* **EXERCISE**:
Reproduce verbatim the portion of the listing below, starting at the line containing "Mark one point on every instance of the rock" and ending with the final line of the listing.

* **STORED ROWS**:
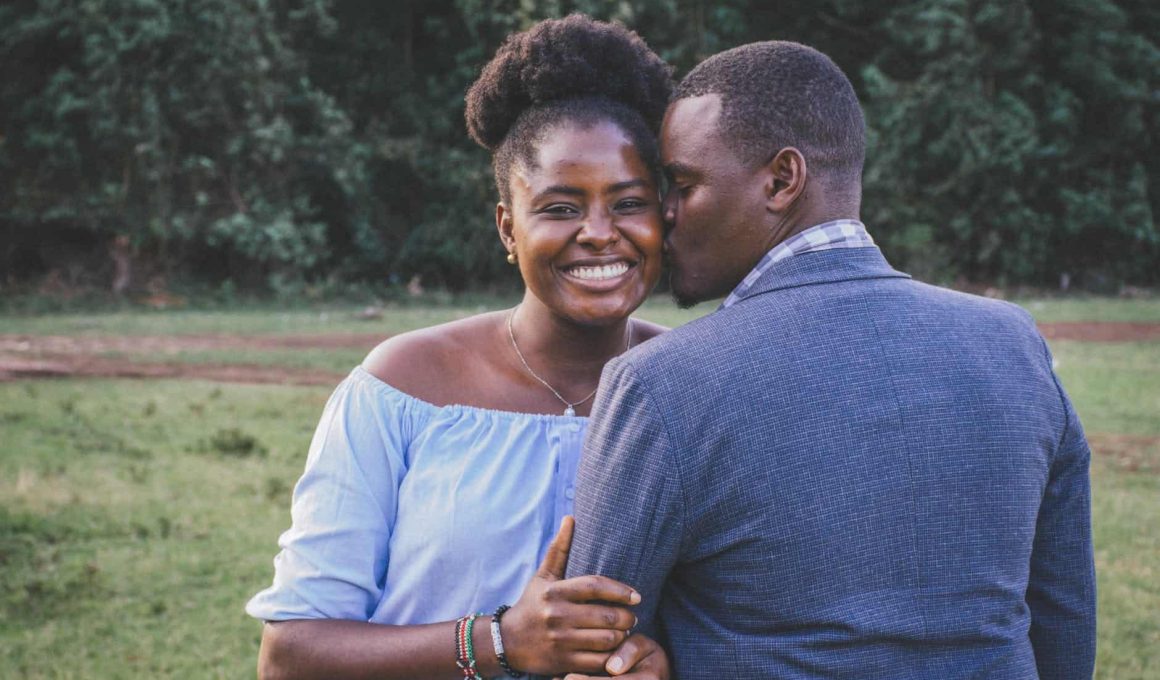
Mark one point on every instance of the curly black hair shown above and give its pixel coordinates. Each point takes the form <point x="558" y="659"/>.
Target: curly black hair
<point x="574" y="70"/>
<point x="777" y="94"/>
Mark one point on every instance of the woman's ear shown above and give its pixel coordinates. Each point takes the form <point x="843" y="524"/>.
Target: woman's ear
<point x="504" y="225"/>
<point x="785" y="178"/>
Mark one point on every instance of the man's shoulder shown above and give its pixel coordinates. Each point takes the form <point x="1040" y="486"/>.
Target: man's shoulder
<point x="957" y="302"/>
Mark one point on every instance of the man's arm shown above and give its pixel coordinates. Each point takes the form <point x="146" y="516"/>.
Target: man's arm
<point x="629" y="504"/>
<point x="1061" y="587"/>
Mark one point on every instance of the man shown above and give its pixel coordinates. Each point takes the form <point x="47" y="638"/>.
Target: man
<point x="842" y="472"/>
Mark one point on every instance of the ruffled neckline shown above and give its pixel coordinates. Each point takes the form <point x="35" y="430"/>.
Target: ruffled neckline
<point x="363" y="375"/>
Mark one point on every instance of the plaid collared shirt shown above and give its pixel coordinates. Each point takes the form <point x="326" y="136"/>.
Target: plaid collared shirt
<point x="840" y="233"/>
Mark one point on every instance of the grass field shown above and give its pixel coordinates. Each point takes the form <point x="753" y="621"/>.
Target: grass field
<point x="137" y="516"/>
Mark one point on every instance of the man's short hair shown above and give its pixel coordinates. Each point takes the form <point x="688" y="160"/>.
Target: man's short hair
<point x="777" y="94"/>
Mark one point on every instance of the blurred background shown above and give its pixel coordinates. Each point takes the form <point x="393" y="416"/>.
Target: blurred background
<point x="211" y="209"/>
<point x="285" y="144"/>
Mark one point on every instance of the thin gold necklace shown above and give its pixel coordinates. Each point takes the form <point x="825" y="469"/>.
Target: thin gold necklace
<point x="568" y="406"/>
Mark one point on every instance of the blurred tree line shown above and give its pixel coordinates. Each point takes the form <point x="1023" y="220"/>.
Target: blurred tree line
<point x="273" y="142"/>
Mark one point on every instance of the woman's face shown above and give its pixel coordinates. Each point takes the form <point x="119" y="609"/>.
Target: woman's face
<point x="585" y="224"/>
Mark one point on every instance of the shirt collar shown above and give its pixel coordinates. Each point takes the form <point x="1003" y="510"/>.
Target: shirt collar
<point x="839" y="233"/>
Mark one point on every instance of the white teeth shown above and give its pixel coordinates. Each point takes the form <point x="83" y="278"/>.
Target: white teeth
<point x="596" y="273"/>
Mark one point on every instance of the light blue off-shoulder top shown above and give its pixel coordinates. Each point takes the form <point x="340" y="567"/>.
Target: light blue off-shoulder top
<point x="414" y="513"/>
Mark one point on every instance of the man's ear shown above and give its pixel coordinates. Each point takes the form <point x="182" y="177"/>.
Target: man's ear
<point x="504" y="225"/>
<point x="785" y="178"/>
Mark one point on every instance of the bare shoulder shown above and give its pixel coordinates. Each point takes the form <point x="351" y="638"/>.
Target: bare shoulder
<point x="428" y="362"/>
<point x="643" y="331"/>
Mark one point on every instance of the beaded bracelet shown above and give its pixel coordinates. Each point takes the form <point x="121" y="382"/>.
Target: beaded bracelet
<point x="464" y="648"/>
<point x="498" y="643"/>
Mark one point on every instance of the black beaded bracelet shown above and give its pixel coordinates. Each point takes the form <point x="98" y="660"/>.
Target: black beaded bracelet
<point x="498" y="643"/>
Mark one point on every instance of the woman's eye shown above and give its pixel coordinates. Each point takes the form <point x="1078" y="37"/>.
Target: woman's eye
<point x="560" y="210"/>
<point x="632" y="204"/>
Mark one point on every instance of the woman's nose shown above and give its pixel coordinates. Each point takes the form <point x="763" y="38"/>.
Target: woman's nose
<point x="599" y="230"/>
<point x="668" y="207"/>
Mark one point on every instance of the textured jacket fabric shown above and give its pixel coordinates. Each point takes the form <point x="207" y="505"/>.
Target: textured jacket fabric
<point x="847" y="474"/>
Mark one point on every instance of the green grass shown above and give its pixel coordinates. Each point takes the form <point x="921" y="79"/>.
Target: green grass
<point x="1093" y="309"/>
<point x="130" y="535"/>
<point x="136" y="518"/>
<point x="399" y="317"/>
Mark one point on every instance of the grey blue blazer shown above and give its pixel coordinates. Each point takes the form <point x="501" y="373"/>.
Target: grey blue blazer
<point x="847" y="474"/>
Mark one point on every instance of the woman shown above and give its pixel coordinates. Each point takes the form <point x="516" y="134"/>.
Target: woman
<point x="443" y="464"/>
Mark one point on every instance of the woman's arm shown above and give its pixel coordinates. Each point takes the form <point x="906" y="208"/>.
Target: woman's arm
<point x="555" y="627"/>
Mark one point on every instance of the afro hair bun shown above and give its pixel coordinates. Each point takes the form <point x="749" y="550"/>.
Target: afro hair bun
<point x="566" y="58"/>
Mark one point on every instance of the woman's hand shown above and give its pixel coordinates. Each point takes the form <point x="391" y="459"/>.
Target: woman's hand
<point x="638" y="658"/>
<point x="560" y="623"/>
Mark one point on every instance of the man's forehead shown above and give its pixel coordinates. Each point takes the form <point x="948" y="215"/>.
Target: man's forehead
<point x="693" y="111"/>
<point x="690" y="129"/>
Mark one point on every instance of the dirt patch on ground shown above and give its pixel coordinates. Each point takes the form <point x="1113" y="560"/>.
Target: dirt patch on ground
<point x="1128" y="451"/>
<point x="49" y="356"/>
<point x="99" y="367"/>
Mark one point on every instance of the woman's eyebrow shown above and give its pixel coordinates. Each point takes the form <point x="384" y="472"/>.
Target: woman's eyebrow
<point x="626" y="185"/>
<point x="558" y="189"/>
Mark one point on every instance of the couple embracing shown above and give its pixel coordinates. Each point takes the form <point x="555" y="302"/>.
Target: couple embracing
<point x="841" y="472"/>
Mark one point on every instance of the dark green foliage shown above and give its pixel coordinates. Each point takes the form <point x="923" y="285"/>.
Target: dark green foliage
<point x="289" y="140"/>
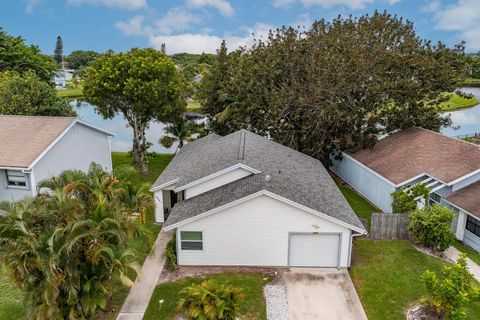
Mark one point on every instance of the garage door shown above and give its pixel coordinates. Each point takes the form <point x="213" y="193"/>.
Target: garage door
<point x="314" y="250"/>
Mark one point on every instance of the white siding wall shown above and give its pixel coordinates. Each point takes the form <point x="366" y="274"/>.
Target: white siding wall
<point x="216" y="182"/>
<point x="375" y="189"/>
<point x="78" y="148"/>
<point x="10" y="193"/>
<point x="255" y="233"/>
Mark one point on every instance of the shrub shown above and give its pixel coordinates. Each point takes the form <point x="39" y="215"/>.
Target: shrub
<point x="404" y="201"/>
<point x="448" y="296"/>
<point x="210" y="301"/>
<point x="431" y="226"/>
<point x="171" y="254"/>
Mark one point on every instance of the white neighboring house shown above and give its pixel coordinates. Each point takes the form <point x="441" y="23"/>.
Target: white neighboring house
<point x="449" y="167"/>
<point x="245" y="200"/>
<point x="35" y="148"/>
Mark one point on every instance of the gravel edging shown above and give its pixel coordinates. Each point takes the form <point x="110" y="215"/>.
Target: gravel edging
<point x="276" y="301"/>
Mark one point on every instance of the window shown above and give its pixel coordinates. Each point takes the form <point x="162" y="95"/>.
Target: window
<point x="16" y="178"/>
<point x="473" y="225"/>
<point x="435" y="198"/>
<point x="191" y="240"/>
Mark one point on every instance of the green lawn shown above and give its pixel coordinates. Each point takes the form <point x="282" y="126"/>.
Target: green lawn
<point x="252" y="307"/>
<point x="457" y="102"/>
<point x="361" y="206"/>
<point x="386" y="275"/>
<point x="470" y="252"/>
<point x="11" y="304"/>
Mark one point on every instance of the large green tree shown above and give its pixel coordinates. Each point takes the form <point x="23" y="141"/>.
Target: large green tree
<point x="80" y="59"/>
<point x="142" y="84"/>
<point x="15" y="55"/>
<point x="338" y="85"/>
<point x="67" y="247"/>
<point x="27" y="94"/>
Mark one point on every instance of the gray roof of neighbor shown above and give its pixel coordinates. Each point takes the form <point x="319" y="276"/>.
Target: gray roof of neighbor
<point x="293" y="175"/>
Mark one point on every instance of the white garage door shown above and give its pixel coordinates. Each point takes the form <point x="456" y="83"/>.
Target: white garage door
<point x="314" y="250"/>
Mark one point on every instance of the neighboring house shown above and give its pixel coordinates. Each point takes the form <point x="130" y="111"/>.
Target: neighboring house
<point x="36" y="148"/>
<point x="449" y="167"/>
<point x="62" y="76"/>
<point x="245" y="200"/>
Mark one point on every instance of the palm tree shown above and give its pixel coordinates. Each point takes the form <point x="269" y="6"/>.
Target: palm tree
<point x="66" y="247"/>
<point x="181" y="130"/>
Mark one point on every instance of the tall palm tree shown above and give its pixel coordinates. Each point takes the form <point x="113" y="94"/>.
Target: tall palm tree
<point x="181" y="130"/>
<point x="64" y="248"/>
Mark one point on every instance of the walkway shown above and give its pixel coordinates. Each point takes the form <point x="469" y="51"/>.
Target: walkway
<point x="453" y="254"/>
<point x="316" y="293"/>
<point x="138" y="298"/>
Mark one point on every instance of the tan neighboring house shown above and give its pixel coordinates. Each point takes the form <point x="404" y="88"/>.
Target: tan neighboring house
<point x="449" y="167"/>
<point x="35" y="148"/>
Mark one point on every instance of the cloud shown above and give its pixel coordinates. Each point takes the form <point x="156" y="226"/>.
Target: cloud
<point x="134" y="27"/>
<point x="352" y="4"/>
<point x="30" y="5"/>
<point x="199" y="43"/>
<point x="461" y="17"/>
<point x="223" y="6"/>
<point x="123" y="4"/>
<point x="176" y="20"/>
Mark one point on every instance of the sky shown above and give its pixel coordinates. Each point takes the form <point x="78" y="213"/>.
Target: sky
<point x="198" y="26"/>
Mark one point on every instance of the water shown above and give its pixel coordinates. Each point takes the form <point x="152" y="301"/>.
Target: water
<point x="122" y="139"/>
<point x="465" y="121"/>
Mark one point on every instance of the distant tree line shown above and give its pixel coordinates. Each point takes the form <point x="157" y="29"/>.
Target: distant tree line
<point x="336" y="86"/>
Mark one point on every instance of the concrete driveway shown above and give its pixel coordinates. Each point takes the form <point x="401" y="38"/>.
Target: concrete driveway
<point x="315" y="293"/>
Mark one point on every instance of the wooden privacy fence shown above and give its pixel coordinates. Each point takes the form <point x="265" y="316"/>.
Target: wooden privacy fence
<point x="389" y="226"/>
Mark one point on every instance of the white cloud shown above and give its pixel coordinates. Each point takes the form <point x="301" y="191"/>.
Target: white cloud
<point x="198" y="43"/>
<point x="176" y="20"/>
<point x="123" y="4"/>
<point x="30" y="5"/>
<point x="134" y="27"/>
<point x="461" y="17"/>
<point x="223" y="6"/>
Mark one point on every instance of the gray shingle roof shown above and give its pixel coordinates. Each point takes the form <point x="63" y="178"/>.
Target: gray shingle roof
<point x="293" y="175"/>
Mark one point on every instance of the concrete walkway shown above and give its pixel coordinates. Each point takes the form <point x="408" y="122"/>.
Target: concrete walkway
<point x="139" y="296"/>
<point x="319" y="294"/>
<point x="453" y="254"/>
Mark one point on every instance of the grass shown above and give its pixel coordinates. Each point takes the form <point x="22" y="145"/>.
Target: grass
<point x="194" y="106"/>
<point x="457" y="102"/>
<point x="11" y="299"/>
<point x="387" y="274"/>
<point x="361" y="206"/>
<point x="252" y="307"/>
<point x="470" y="252"/>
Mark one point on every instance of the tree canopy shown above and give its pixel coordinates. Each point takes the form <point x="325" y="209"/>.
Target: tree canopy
<point x="80" y="59"/>
<point x="142" y="84"/>
<point x="336" y="86"/>
<point x="27" y="94"/>
<point x="15" y="55"/>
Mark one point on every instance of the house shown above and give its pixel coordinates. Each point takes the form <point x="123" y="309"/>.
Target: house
<point x="449" y="167"/>
<point x="244" y="200"/>
<point x="36" y="148"/>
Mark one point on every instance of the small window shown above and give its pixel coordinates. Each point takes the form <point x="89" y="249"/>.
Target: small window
<point x="16" y="178"/>
<point x="473" y="225"/>
<point x="191" y="240"/>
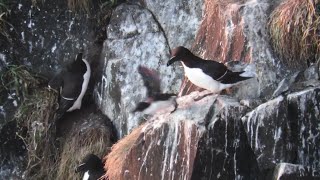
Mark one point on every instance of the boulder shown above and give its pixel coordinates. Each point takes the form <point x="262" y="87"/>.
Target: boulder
<point x="134" y="38"/>
<point x="285" y="129"/>
<point x="202" y="139"/>
<point x="178" y="19"/>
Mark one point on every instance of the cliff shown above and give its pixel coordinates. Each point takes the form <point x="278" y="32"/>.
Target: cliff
<point x="266" y="127"/>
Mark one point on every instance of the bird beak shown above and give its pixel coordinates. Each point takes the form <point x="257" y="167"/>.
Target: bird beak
<point x="172" y="60"/>
<point x="81" y="167"/>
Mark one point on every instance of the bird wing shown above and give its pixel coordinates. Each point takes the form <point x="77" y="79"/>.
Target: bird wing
<point x="220" y="72"/>
<point x="213" y="68"/>
<point x="151" y="80"/>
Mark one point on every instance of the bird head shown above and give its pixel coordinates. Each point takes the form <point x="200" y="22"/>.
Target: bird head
<point x="141" y="106"/>
<point x="179" y="54"/>
<point x="90" y="162"/>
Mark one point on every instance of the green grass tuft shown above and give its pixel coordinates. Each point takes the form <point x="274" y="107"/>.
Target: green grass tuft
<point x="294" y="28"/>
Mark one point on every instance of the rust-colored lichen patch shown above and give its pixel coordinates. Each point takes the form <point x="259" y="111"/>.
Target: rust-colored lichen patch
<point x="220" y="36"/>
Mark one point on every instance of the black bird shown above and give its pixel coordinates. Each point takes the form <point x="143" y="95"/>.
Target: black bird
<point x="156" y="100"/>
<point x="92" y="167"/>
<point x="210" y="75"/>
<point x="72" y="83"/>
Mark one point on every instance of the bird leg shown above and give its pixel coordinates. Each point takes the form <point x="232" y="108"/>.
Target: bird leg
<point x="175" y="106"/>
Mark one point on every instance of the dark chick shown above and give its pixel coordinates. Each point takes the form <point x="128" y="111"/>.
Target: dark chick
<point x="92" y="167"/>
<point x="72" y="83"/>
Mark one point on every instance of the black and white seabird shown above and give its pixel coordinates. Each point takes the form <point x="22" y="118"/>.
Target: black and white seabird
<point x="72" y="83"/>
<point x="209" y="75"/>
<point x="92" y="167"/>
<point x="156" y="100"/>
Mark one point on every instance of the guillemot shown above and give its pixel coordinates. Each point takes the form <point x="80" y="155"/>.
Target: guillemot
<point x="209" y="75"/>
<point x="156" y="100"/>
<point x="92" y="167"/>
<point x="72" y="83"/>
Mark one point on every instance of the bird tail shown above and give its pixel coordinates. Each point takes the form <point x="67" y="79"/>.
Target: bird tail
<point x="249" y="71"/>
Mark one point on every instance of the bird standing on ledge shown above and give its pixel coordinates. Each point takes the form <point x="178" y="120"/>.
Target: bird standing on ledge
<point x="72" y="83"/>
<point x="209" y="75"/>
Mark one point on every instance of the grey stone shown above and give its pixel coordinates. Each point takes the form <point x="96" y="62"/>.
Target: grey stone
<point x="134" y="39"/>
<point x="289" y="171"/>
<point x="179" y="19"/>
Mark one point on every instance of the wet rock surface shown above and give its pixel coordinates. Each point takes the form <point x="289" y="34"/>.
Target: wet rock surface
<point x="218" y="138"/>
<point x="134" y="39"/>
<point x="263" y="129"/>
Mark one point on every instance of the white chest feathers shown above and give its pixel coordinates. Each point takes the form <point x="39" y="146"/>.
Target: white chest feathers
<point x="200" y="79"/>
<point x="86" y="78"/>
<point x="86" y="175"/>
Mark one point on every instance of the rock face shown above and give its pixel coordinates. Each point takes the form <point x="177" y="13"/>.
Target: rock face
<point x="46" y="35"/>
<point x="134" y="39"/>
<point x="178" y="19"/>
<point x="214" y="138"/>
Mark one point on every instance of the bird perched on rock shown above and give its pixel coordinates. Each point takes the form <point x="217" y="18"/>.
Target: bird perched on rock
<point x="72" y="83"/>
<point x="92" y="167"/>
<point x="210" y="75"/>
<point x="156" y="100"/>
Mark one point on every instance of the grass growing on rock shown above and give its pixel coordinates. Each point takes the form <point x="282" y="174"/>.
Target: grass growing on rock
<point x="294" y="30"/>
<point x="36" y="115"/>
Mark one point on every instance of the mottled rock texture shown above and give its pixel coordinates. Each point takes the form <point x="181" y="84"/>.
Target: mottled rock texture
<point x="214" y="138"/>
<point x="134" y="38"/>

* **SOLUTION TO THIS EXERCISE**:
Mark one point on every instance of the rock face shown above and give its pixel coordinates. Each point takes the form <point x="177" y="13"/>.
Target: rock face
<point x="46" y="35"/>
<point x="134" y="39"/>
<point x="178" y="19"/>
<point x="214" y="138"/>
Mark one point on every instance of the bird perched on rock shown above and give its pixel coordinates. Each point takes the form <point x="217" y="18"/>.
Target: bird perched on rock
<point x="72" y="83"/>
<point x="92" y="167"/>
<point x="210" y="75"/>
<point x="156" y="100"/>
Mark one point on every instance of the grass growing on rock shown above and give its pixel coordinates. Each point takes the form <point x="282" y="174"/>.
Target: grass growing on rock
<point x="294" y="30"/>
<point x="36" y="115"/>
Mark one point on every instance of the mottled rock texture shown above and give its pixel coordinates. Each point takes the form <point x="181" y="84"/>.
Target: mottled rock texture
<point x="214" y="138"/>
<point x="134" y="38"/>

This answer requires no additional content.